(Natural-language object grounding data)
----
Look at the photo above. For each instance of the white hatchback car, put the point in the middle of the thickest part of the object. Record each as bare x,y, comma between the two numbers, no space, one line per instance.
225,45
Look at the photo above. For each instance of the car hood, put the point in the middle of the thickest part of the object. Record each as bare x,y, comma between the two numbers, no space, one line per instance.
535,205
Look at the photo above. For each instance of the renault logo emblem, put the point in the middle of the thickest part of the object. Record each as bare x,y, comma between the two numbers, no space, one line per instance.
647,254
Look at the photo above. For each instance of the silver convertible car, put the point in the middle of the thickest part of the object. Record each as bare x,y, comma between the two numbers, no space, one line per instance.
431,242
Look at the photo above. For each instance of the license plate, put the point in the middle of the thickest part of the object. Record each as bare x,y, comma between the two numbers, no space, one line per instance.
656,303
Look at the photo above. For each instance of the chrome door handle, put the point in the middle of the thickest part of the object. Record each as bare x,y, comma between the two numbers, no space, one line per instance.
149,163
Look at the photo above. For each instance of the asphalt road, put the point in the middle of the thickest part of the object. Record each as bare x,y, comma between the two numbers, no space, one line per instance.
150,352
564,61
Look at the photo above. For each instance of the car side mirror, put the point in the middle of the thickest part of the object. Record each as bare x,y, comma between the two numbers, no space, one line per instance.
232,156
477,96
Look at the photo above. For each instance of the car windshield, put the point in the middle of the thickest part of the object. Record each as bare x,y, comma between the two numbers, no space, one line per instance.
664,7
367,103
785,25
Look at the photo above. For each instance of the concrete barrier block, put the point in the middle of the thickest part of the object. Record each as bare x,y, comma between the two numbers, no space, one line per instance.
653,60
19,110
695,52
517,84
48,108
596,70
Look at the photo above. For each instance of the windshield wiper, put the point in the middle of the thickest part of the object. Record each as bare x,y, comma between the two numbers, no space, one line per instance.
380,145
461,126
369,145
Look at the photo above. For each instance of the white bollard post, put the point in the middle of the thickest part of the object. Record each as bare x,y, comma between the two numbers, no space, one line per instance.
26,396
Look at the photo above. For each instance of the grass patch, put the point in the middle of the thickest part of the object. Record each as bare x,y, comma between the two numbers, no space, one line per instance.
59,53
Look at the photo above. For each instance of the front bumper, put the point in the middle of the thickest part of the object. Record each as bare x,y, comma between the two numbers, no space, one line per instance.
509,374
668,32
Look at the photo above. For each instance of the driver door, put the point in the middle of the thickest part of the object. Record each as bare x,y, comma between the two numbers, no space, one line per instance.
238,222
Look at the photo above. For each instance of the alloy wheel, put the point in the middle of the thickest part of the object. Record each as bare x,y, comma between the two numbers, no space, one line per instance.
----
_To do_
The full set of records should be duplicated exactly.

_Exercise result_
Look at the photo above. For each instance of the white hatchback car, put the point in the middle of the thickest part of the object. Record each as bare x,y, comma between the two numbers, no space, one line per instance.
225,45
Look at the photo above. For each instance of the car hood, put the point in the middle of the thickest part of the object. Record each as bare x,y, comma between the two numbers, no space, one line per instance.
535,205
Look at the photo above. For each instance of the renault logo emblem, put the point in the middle of the thickest part of the object. Record each as bare x,y, comma between the two numbers, no space, one line per instance.
647,254
Look at the photo above. For each instance of the silver convertible car, put the point in the middle of the thickest part of the object. Record each as bare x,y, comma between the two numbers, no space, one line per instance.
431,242
Look at the photo above. For each instance of the license plate, put the point in the middle of the thickest part of the object. Record each as bare x,y, comma between the two numbers, no space, one line per instance.
656,303
Look at the photo above. For each instance of the chrome door handle, put the point in the middle of the thickest part of the object. Record each as bare x,y, comma between the two numbers, no space, one line per instance.
149,163
Look at the photo above. For each instance of the asphalt road, put the point in the middle of the thickest part of the object. Record each as bare x,y, comma between the two numbers, no space, one line per instance.
150,352
564,61
Look at the photo above. For each instance of the car side mirror, put the point in the middle of the thickest part of the object. Record each as bare x,y, comma between the two numbers, no space, one line per instance.
232,156
477,96
Look at the photo above. For each instance of the car windshield, put the point in the middle of the thickest part of the object. Record each as bare x,y, comma between the two numbers, no space, one line per instance.
664,7
367,103
785,25
Look at the photo above. For each instance of the concrete barrier block, put the point in the middle of the thickest part of the object. Record each as bare x,y, comma between the two numbers, no space, one line per instance.
653,60
19,110
695,52
517,84
48,108
596,70
Look at the photo above. For each instance of the windshield wiper, put the point in the middle of the thickest part of the object. Record each as bare x,y, comma between the two numbers, no space, one line per instance.
380,145
461,126
369,145
Look at the photo above. For each instance of the white bollard post, put the point in the middle of the thickest part of the object. Record each as bare x,y, comma between the two numbers, no space, one line per instance.
26,396
Look at the photo above. For each instance of the grass patch, put the point in the middle of the thickest part of the object. Record each as bare x,y, comma between the two numbers, no space, one line per instance.
59,53
Look at the photo above. For each instance of the front bumper, put the point in the middle of the thickest part of the object. Record each as bare x,y, comma between the two numbers, no space, one line per instance.
509,374
668,32
Look at the photo above. For each instance of the driver door, put the point in the middle of the thickest part of the object. Record each as bare x,y, comma between the two numbers, no space, one line per instance.
238,222
Look at the photo above. For each instance of the alloy wheel, put the point in the middle of the thickest part of the object. Record each as bare x,y, comma between the two numbers, no space, one line per instance.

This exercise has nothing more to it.